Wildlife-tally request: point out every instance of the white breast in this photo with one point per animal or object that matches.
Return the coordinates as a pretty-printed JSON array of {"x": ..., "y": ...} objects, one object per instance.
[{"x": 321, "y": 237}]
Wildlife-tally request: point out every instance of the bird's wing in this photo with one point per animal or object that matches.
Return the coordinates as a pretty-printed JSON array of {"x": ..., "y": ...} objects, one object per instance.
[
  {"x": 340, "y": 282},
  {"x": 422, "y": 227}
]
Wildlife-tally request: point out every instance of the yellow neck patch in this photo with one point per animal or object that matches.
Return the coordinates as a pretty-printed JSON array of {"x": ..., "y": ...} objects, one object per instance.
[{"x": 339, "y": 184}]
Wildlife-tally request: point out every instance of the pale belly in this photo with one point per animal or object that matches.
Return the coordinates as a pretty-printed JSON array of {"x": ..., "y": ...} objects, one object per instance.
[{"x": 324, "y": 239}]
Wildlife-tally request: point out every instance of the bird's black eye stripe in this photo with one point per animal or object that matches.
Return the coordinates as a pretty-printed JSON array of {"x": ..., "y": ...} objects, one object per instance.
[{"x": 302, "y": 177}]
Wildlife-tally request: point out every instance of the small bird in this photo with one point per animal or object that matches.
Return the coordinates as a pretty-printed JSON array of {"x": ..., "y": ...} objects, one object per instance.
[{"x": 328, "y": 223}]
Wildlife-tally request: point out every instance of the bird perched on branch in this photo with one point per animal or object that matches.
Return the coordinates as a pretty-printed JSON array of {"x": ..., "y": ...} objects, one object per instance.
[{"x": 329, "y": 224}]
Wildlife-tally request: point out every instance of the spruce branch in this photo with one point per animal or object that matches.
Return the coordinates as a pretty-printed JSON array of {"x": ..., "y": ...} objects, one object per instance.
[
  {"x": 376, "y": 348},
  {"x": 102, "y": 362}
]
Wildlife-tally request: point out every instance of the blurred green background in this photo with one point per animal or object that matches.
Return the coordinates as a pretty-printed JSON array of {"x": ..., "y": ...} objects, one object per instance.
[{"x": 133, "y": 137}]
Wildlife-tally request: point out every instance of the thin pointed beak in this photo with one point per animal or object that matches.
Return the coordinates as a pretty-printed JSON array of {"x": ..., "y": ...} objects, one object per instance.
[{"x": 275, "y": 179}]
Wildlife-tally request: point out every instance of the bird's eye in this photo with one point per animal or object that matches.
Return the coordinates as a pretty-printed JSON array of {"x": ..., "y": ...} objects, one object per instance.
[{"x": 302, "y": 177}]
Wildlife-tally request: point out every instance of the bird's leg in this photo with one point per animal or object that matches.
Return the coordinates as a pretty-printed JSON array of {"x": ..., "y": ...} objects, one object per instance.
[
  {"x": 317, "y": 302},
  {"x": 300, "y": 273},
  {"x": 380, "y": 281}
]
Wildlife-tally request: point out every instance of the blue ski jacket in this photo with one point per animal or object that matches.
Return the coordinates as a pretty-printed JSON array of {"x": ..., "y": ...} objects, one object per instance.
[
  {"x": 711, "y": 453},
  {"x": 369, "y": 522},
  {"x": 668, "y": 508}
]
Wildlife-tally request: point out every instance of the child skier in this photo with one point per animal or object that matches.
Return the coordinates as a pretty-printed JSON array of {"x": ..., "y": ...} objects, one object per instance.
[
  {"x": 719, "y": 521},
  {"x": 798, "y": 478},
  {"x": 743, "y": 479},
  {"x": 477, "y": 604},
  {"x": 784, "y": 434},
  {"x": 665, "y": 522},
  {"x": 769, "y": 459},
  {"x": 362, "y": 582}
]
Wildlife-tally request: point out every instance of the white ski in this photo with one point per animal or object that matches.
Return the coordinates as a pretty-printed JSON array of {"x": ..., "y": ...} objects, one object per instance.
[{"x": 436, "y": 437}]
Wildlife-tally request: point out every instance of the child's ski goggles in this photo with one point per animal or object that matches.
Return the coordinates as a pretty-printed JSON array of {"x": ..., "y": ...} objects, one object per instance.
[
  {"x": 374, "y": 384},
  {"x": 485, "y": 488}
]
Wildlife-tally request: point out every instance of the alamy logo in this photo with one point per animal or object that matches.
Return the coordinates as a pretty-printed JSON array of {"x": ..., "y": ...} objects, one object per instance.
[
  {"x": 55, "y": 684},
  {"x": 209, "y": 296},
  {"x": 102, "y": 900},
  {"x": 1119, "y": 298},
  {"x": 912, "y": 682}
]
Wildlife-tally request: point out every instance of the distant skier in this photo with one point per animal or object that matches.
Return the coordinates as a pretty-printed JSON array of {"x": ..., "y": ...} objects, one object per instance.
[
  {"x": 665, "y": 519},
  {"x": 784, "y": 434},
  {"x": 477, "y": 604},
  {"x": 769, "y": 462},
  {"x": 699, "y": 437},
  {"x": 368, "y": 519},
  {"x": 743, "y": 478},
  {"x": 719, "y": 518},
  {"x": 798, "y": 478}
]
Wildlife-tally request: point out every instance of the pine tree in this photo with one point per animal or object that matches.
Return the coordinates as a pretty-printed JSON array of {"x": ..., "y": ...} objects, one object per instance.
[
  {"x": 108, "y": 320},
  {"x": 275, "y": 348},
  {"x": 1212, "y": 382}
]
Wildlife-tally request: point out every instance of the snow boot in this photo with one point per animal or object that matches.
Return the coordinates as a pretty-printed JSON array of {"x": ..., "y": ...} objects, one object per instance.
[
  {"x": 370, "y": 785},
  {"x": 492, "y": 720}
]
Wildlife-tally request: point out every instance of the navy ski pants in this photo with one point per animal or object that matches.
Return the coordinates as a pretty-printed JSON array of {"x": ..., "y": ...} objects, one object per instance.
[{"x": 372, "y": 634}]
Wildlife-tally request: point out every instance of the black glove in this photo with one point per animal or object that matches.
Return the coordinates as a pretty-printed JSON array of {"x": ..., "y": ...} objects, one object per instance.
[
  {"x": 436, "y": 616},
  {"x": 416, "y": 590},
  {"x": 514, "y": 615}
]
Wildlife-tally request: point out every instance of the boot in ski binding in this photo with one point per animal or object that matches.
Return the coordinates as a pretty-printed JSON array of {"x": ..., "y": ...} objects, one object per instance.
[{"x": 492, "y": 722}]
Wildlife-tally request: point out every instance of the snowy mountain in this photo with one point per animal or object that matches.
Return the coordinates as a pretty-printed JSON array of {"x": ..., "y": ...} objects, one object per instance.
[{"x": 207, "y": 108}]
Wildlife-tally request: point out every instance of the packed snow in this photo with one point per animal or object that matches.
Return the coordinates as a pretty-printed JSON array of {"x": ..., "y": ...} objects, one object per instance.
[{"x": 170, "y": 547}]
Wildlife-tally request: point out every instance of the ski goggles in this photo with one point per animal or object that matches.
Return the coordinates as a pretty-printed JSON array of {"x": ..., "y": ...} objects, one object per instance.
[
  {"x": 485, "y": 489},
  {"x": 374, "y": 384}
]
==============================
SHORT PROBLEM: Can you quote all of the entries above word for word, from the first to the last?

THE RESULT:
Wildlife-tally request: point out every instance of the white breast in this photo with one point per animal or object that matches.
Return the coordinates as a pretty-printed JSON array of {"x": ..., "y": ...} objects, one object per instance.
[{"x": 321, "y": 237}]
Wildlife-tally request: point out every instance of the bird's wing in this photo with one point per animal or object that matches.
Return the coordinates as a pretty-printed JSON array of {"x": ..., "y": ...} objects, one object per instance.
[
  {"x": 340, "y": 282},
  {"x": 422, "y": 227}
]
Wildlife-tally request: point out every instance of the yellow neck patch in this photo with one point per animal or object that matches.
Return the coordinates as a pretty-printed JSON array of {"x": ..., "y": ...} objects, one object per instance.
[{"x": 339, "y": 184}]
Wildlife-tally request: point out every instance of the pale belly in this photo with one point per animal or object that matches.
Return the coordinates as a pretty-printed JSON array of {"x": ..., "y": ...} objects, one object per instance.
[{"x": 324, "y": 239}]
Wildlife-tally request: point out every instance of the bird's black eye stripe in this photo with one point per animal or object that matches.
Return the coordinates as a pretty-printed JSON array of {"x": ..., "y": ...} objects, one object per instance.
[{"x": 302, "y": 177}]
Wildlife-tally request: point out every instance of the small bird in this photo with one point per animal or object that matches.
Return the coordinates as a pretty-printed JSON array of {"x": ..., "y": ...} objects, one object per instance.
[{"x": 328, "y": 223}]
Wildlife-tally request: point out every instance of the bird perched on branch in this photo with one point per animal or object that matches.
Return the coordinates as a pretty-printed JSON array of {"x": ..., "y": ...} objects, one object per instance.
[{"x": 329, "y": 224}]
Wildlife-tally request: point out every instance of the spruce branch in this photo with one point per animal or object that matches.
Return the coordinates as a pretty-printed JSON array of {"x": ..., "y": ...} objects, one object per instance.
[
  {"x": 376, "y": 348},
  {"x": 102, "y": 362}
]
Wildlife-tally request: point out every instance of the blurred green background in this photo with one point per animal or object that matches.
Return the coordinates as a pretty-printed JSON array of {"x": ..., "y": ...} objects, one object per instance.
[{"x": 133, "y": 137}]
Wildlife-tally request: point out every instance of the thin pointed beak in this photo with one point per animal or object that matches.
Return the coordinates as a pretty-printed JSON array of {"x": ..., "y": ...} objects, one object per instance.
[{"x": 275, "y": 179}]
Wildlife-tally request: point out every instance of the bird's eye in this photo with one point per animal or object that matches.
Return the coordinates as a pretty-printed JSON array of {"x": ..., "y": ...} objects, one object per instance.
[{"x": 302, "y": 177}]
Wildlife-tally request: point out every instance of the bird's leg in this photo with one point per animal or object that matches.
Return the coordinates as a pretty-printed JSON array of {"x": ..., "y": ...} objects, one object per instance.
[
  {"x": 317, "y": 302},
  {"x": 300, "y": 273},
  {"x": 380, "y": 281}
]
Wildlife-tally request: point out every instance of the blue ski jacket in this photo with one point per animal or object that matches.
Return the coordinates as a pretty-printed JSON array of {"x": ..., "y": ...} objects, one object per instance.
[
  {"x": 711, "y": 453},
  {"x": 369, "y": 522},
  {"x": 668, "y": 508}
]
Wildlife-tally request: point out every instance of the child skier in this photo with one point per animal or object that matches.
Return the coordinates as a pretty-printed JSON array of {"x": ..., "y": ...} objects, one object per instance.
[
  {"x": 719, "y": 521},
  {"x": 798, "y": 478},
  {"x": 743, "y": 479},
  {"x": 477, "y": 604},
  {"x": 784, "y": 434},
  {"x": 665, "y": 522},
  {"x": 769, "y": 459},
  {"x": 362, "y": 582}
]
Wildlife-tally request: point out every instance of the white ski in this photo with one point per animal or object that matches.
Return the coordinates as a pretty-printed JSON array of {"x": ..., "y": ...} objects, one object per instance.
[{"x": 436, "y": 437}]
Wildlife-tally request: point out every instance of the child's ski goggles in this photo with one point per animal or object that matches.
Return the coordinates as a pretty-printed JSON array of {"x": ..., "y": ...} objects, one object per instance.
[
  {"x": 374, "y": 384},
  {"x": 485, "y": 488}
]
Wildlife-tally request: point out every instance of the alamy logo in this photo with one point per animal or object that matches.
Return the coordinates as a pretty-printed JSON array of {"x": ..., "y": ...} objects, one object per instance.
[
  {"x": 55, "y": 684},
  {"x": 209, "y": 296},
  {"x": 102, "y": 900},
  {"x": 1119, "y": 298},
  {"x": 912, "y": 682}
]
Wildlife-tally request: point out every instance of the distant skier in this photo with one point per animal or object that matches.
Return the coordinates as a pretty-printed JSON array of {"x": ..., "y": ...} objects, one object per instance.
[
  {"x": 665, "y": 519},
  {"x": 784, "y": 434},
  {"x": 477, "y": 604},
  {"x": 769, "y": 462},
  {"x": 699, "y": 437},
  {"x": 368, "y": 519},
  {"x": 743, "y": 478},
  {"x": 719, "y": 518},
  {"x": 798, "y": 478}
]
Wildlife-tally request: point out every instance of the pine tree in this photo with one point per animal or object that matches.
Return the coordinates as a pretty-printed JSON array of {"x": ..., "y": ...} objects, one object per instance.
[
  {"x": 108, "y": 320},
  {"x": 275, "y": 348},
  {"x": 1212, "y": 382}
]
Wildlife-tally request: point out every instance of the snow boot in this photo with one point per animal or object that matches.
Return the coordinates as a pretty-printed JSON array of {"x": ..., "y": ...} objects, one object per instance.
[
  {"x": 370, "y": 785},
  {"x": 492, "y": 720}
]
Wildlife-tally request: point out every instance of the navy ski pants in this photo with one point per animal or object that matches.
Return the coordinates as a pretty-printed JSON array of {"x": ..., "y": ...} objects, one object per instance.
[{"x": 372, "y": 634}]
Wildlife-tally request: point out every instance of the black glove in this photo with one point per animal or object that matches.
Return the coordinates as a pretty-printed JSON array of {"x": ..., "y": ...} objects, one object per instance.
[
  {"x": 436, "y": 616},
  {"x": 416, "y": 590},
  {"x": 514, "y": 615}
]
Wildlife-tally request: point out every instance of the boot in ski binding in this photo with one point per animal or object that matches.
Return the coordinates as a pretty-printed JSON array of {"x": ..., "y": ...} objects, one object per instance.
[{"x": 492, "y": 722}]
Wildlife-tally request: point out every instance of the snowy mountain in this photo with one point per animal or object that matches.
Return the coordinates as a pretty-printed JSON array of {"x": ..., "y": ...} objects, one object per instance.
[{"x": 207, "y": 108}]
Wildlife-tally request: point out every instance of the packed snow in this photo with one point per animal or object that matches.
Return the coordinates as a pretty-printed JSON array of {"x": ..., "y": ...} objects, one object per instance.
[{"x": 170, "y": 547}]
Wildlife-tally request: point out every instance of the ski goggles in this photo with one point per animal or object that matches.
Return the coordinates as a pretty-printed JSON array of {"x": ..., "y": ...} objects, one object per instance.
[
  {"x": 485, "y": 489},
  {"x": 374, "y": 384}
]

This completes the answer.